## Texte source

○ ○ ○ ○

Les premières traces écrites de la lutte suisse remontent au 13e siècle. Keystone Archive

La Fête fédérale de lutte, côté arènes, c'est trois concours: lutte suisse, hornuss et pierre d'Unspunnen. Chacun de ces sports a ses propres histoires, règles et coutumes. Ils ont en commun un terreau rural, des emblèmes patriotiques et le sens du fair-play.

«La lutte suisse est un sport typiquement suisse qui ne se pratique qu’en Suisse ou par les Suisses de l’étranger.» Demandez à Rémy Lambelet, président de l’Association vaudoise de lutte suisse, comment il définit son sport favori, il vous répond par une profession de foi.

Juges en costume d’armailli

Lui qui sait bien que la lutte existe depuis la création du monde et qui a conquis des lauriers dans les trois disciplines – gréco-romaine, libre et suisse – se laisse aller à imaginer comment jadis les bergers se disputaient troupeaux et alpages, amicalement ou non.

L’originalité de la lutte suisse, dont on a retrouvé des traces écrites remontant au 13e siècle, tient d’abord dans la culotte de toile renforcée ou de jute passée par-dessus le pantalon. Il n’y a qu’une seule catégorie de jeu dont la règle numéro un est que, pendant toute la durée du combat, une main doit tenir la ceinture ou le «retroussis» de la culotte.

Les juges, en costume d’armailli, ont l’œil rivé sur les lutteurs et sur leur panoplie de prises jusqu’à ce que l’un des deux se retrouve les épaules plaquées au sol. Puis vient le geste ultime, celui qui dit le mieux l’esprit du jeu, lorsque le vainqueur, d’un geste noble et amical, «efface» la sciure qui colore le dos de son adversaire malheureux.

○ ○ ○ ○

[Entrées d'un jeu de données de pointage]
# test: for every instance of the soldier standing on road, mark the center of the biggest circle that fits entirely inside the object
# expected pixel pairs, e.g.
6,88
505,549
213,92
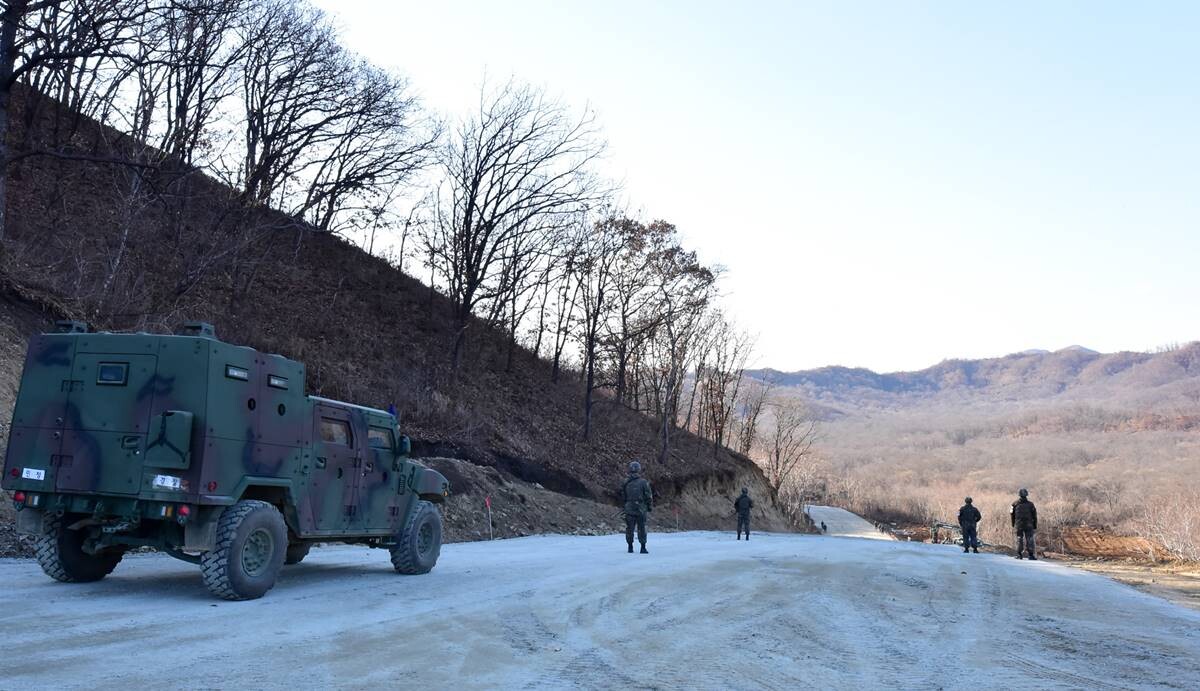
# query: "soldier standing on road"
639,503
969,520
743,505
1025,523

○ ○ ○ ○

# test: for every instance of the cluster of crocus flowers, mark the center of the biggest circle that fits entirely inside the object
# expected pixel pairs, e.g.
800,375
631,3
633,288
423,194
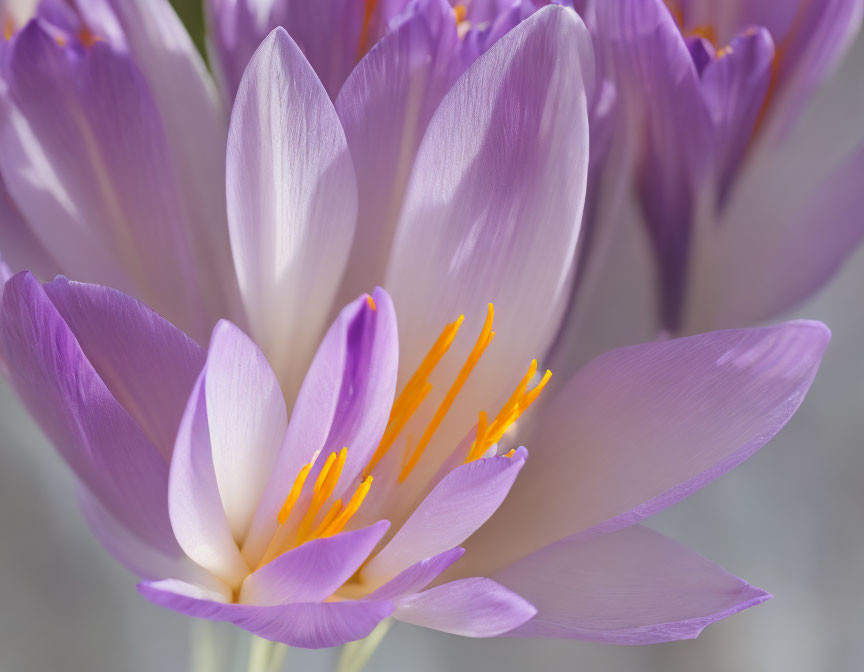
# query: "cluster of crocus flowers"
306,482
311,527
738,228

○ ○ ○ ○

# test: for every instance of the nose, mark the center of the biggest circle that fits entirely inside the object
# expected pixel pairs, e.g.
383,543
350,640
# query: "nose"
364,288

○ ○ ○ ○

## Exercices écrits
(1) D'après le texte sur la lutte suisse, quels sont les trois concours que comprend la Fête fédérale de lutte, côté arènes ?
(2) Reproduisez à l'identique le passage du texte sur la lutte suisse qui s'ouvre sur les mots « Juges en costume » et se clôt sur « amicalement ou non. ».
Ces enregistrements n'ont aucun rapport avec le texte sur la lutte suisse.

## Résultats par exercice
(1) La lutte suisse, le hornuss et la pierre d'Unspunnen.

(2)
Juges en costume d’armailli

Lui qui sait bien que la lutte existe depuis la création du monde et qui a conquis des lauriers dans les trois disciplines – gréco-romaine, libre et suisse – se laisse aller à imaginer comment jadis les bergers se disputaient troupeaux et alpages, amicalement ou non.